▸ **DATA IN THIS EXERCISE**:

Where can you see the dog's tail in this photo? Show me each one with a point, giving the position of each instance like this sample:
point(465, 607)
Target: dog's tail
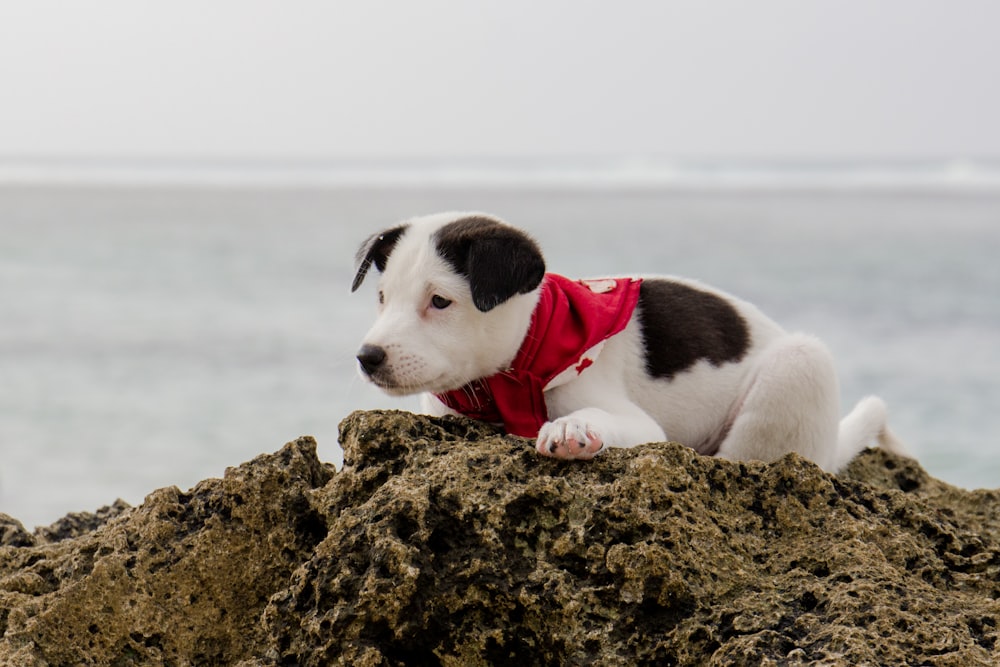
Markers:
* * *
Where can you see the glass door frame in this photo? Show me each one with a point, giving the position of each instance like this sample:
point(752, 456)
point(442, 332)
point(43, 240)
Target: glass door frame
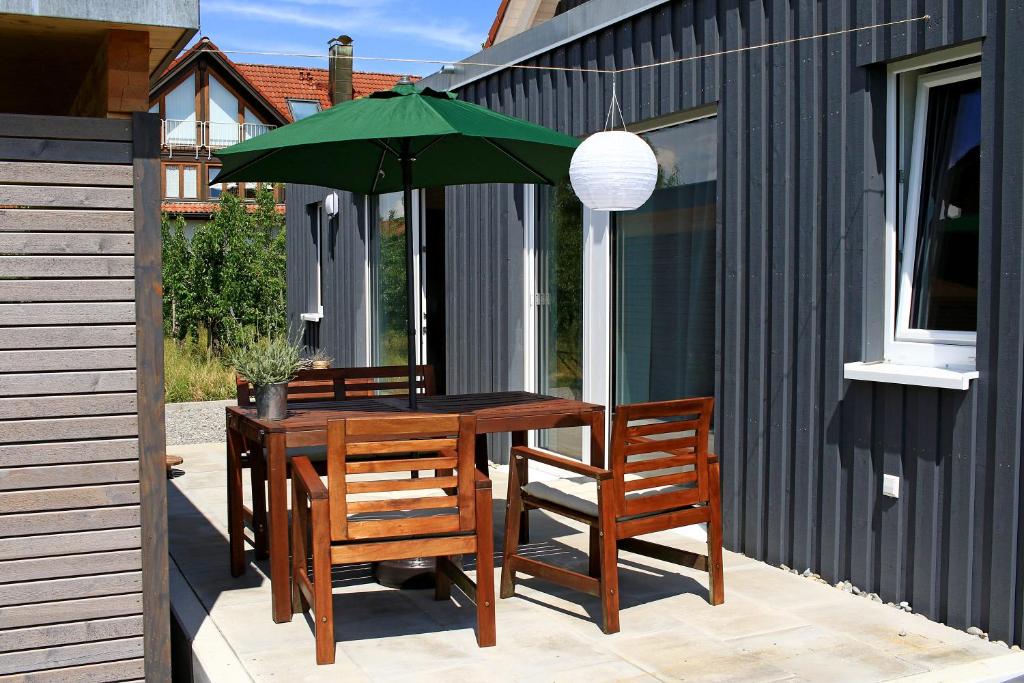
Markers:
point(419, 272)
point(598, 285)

▸ **DIRECTIONS FOR THIS TASK**:
Counting only the lines that include "frame", state how many there are in the entries, and nothing else.

▸ **FINISHED TASK**:
2